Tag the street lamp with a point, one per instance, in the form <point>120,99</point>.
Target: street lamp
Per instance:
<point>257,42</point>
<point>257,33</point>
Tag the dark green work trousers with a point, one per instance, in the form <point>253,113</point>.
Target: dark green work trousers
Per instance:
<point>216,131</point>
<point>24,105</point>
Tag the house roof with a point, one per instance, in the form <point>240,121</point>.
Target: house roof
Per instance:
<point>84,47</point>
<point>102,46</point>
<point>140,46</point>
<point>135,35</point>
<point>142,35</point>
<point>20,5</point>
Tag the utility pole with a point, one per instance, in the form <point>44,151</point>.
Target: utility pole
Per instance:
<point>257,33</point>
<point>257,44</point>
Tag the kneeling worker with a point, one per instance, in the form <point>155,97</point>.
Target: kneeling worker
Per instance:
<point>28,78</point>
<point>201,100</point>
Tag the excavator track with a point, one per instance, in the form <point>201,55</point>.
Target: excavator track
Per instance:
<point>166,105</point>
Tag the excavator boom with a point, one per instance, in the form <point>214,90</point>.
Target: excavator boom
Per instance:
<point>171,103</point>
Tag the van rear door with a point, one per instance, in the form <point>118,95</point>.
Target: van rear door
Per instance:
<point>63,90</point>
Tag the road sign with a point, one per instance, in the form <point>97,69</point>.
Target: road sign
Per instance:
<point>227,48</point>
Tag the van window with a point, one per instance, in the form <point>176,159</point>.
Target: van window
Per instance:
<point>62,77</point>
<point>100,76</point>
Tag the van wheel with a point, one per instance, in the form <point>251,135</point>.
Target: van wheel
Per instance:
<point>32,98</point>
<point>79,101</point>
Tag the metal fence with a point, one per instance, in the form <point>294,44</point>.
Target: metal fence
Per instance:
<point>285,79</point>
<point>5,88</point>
+-------+
● **Directions**
An exact copy of the lines above, from the one containing "Target: excavator track" through the one containing "Tag the van rear", is the whole of the answer.

● **Reply to the task**
Target: excavator track
Per instance:
<point>166,105</point>
Tag the excavator boom with a point, one per instance, in the form <point>214,90</point>.
Target: excavator boom
Per instance:
<point>171,103</point>
Tag the van rear door with a point, one per instance, in the form <point>118,95</point>.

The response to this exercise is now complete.